> _Objetivos_
1. Liste todas as pessoas citadas na notícia sobre as delações da Odebrecht, com o nome completo que aparece nela.
2. Organize em uma lista JSON de strings, uma para cada linha e sem linhas em branco, as linhas da listagem desde a que contém "Consider the photo above. For every instance of the partial" até o fim da listagem, incluindo ambas as pontas.

> _Texto selecionado_
----------
Classe política busca formas de reduzir estragos de delações da Odebrecht
Acuada após a nova leva de revelações da
Operação Lava Jato, a classe política, por meio de suas principais
lideranças, tenta buscar formas de reduzir o estrago criado pelas
delações de executivos da Odebrecht e sobreviver.
É o que tem noticiado a imprensa
brasileira, dando margem à especulações sobre um possível “acordão”
negociado entre essas lideranças, ao relatar supostos encontros entre o
presidente Michel Temer (PMBD) e seus antecessores Luis Inácio Lula da
Silva (PT) e Fernando Henrique Cardoso (PSDB).
Temer e FHC negaram veementemente qualquer iniciativa neste sentido.
Mas, para muitos, tal estratégia
passaria por mudanças no sistema político que facilitem a manutenção de
congressistas no poder (por exemplo a adoção da “lista fechada” para
eleição de deputados), a aprovação de uma nova lei com punições contra
abusos de juízes, promotores e policiais, e a preservação do foro
privilegiado.
----------
> _Informações fornecidas_

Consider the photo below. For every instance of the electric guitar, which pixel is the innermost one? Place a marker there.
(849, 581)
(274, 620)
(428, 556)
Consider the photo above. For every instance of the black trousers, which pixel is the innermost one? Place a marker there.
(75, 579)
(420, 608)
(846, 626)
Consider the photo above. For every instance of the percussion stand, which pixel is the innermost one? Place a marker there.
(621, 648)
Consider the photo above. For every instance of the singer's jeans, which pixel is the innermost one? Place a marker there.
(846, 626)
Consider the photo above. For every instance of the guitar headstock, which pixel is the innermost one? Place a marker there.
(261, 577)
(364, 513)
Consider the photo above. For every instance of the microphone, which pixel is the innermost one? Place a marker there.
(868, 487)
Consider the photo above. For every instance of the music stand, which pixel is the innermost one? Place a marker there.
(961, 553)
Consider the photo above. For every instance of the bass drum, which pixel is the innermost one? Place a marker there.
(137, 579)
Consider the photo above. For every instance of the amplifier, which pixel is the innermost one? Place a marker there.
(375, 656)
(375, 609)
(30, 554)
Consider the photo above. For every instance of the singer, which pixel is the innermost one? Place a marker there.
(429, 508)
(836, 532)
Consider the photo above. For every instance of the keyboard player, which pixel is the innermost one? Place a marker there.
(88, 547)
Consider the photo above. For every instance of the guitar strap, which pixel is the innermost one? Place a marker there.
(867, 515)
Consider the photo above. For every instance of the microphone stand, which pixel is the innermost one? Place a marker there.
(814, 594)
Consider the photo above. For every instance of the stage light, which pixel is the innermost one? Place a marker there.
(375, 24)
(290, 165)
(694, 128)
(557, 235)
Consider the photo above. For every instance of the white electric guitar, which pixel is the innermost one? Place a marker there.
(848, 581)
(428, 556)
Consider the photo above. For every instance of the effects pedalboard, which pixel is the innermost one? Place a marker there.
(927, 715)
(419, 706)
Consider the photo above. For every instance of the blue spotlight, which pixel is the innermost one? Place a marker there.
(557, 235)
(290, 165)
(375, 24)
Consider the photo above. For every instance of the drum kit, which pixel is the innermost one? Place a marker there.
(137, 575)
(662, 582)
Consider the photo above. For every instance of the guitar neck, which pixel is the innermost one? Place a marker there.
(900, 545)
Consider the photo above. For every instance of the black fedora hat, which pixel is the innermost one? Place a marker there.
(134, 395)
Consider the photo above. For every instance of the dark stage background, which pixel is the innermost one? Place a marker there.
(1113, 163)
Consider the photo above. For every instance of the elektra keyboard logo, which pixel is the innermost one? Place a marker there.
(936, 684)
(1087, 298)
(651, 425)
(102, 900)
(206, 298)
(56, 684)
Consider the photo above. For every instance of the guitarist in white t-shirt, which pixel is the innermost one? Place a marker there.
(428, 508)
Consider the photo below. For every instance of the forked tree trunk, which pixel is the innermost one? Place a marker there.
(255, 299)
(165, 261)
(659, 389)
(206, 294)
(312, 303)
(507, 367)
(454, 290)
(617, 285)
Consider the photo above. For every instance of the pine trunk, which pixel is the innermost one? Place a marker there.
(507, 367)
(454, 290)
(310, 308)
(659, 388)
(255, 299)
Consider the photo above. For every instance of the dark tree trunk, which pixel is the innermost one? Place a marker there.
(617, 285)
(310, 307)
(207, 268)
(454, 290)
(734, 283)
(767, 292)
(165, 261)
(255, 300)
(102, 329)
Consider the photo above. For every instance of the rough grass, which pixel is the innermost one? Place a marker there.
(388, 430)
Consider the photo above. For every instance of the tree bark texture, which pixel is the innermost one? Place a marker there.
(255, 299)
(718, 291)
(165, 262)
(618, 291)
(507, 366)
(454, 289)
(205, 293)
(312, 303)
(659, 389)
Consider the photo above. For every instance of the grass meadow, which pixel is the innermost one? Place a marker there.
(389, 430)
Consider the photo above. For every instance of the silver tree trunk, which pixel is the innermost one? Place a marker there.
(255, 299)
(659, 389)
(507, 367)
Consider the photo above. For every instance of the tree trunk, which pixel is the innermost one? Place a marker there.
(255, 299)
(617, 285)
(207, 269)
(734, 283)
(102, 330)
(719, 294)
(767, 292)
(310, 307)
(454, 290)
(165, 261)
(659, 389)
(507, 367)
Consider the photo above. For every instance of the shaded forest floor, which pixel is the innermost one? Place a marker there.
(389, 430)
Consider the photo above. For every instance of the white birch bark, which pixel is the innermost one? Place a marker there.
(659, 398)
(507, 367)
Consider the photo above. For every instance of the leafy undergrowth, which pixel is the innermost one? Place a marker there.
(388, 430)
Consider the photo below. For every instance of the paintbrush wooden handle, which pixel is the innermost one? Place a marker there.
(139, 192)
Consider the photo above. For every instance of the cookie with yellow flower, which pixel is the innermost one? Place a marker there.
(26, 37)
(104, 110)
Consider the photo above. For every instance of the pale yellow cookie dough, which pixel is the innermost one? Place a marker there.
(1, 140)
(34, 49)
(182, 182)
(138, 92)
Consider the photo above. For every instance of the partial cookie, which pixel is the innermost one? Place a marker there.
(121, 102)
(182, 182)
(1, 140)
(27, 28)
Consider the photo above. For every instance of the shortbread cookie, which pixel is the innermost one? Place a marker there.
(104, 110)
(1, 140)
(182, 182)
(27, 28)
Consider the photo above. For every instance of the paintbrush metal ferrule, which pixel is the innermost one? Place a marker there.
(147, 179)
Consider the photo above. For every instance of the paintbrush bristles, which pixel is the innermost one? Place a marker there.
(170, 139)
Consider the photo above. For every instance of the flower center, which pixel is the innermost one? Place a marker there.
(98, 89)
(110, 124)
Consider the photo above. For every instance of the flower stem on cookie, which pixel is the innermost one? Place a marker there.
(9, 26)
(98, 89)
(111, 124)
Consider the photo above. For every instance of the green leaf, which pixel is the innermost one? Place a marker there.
----------
> _Respostas abaixo_
1.
- Michel Temer
- Luis Inácio Lula da Silva
- Fernando Henrique Cardoso

2.
[
  "Consider the photo above. For every instance of the partial cookie, which pixel is the innermost one? Place a marker there.",
  "(121, 102)",
  "(182, 182)",
  "(1, 140)",
  "(27, 28)",
  "Consider the photo above. For every instance of the shortbread cookie, which pixel is the innermost one? Place a marker there.",
  "(104, 110)",
  "(1, 140)",
  "(182, 182)",
  "(27, 28)",
  "Consider the photo above. For every instance of the paintbrush metal ferrule, which pixel is the innermost one? Place a marker there.",
  "(147, 179)",
  "Consider the photo above. For every instance of the paintbrush bristles, which pixel is the innermost one? Place a marker there.",
  "(170, 139)",
  "Consider the photo above. For every instance of the flower center, which pixel is the innermost one? Place a marker there.",
  "(98, 89)",
  "(110, 124)",
  "Consider the photo above. For every instance of the flower stem on cookie, which pixel is the innermost one? Place a marker there.",
  "(9, 26)",
  "(98, 89)",
  "(111, 124)",
  "Consider the photo above. For every instance of the green leaf, which pixel is the innermost one? Place a marker there."
]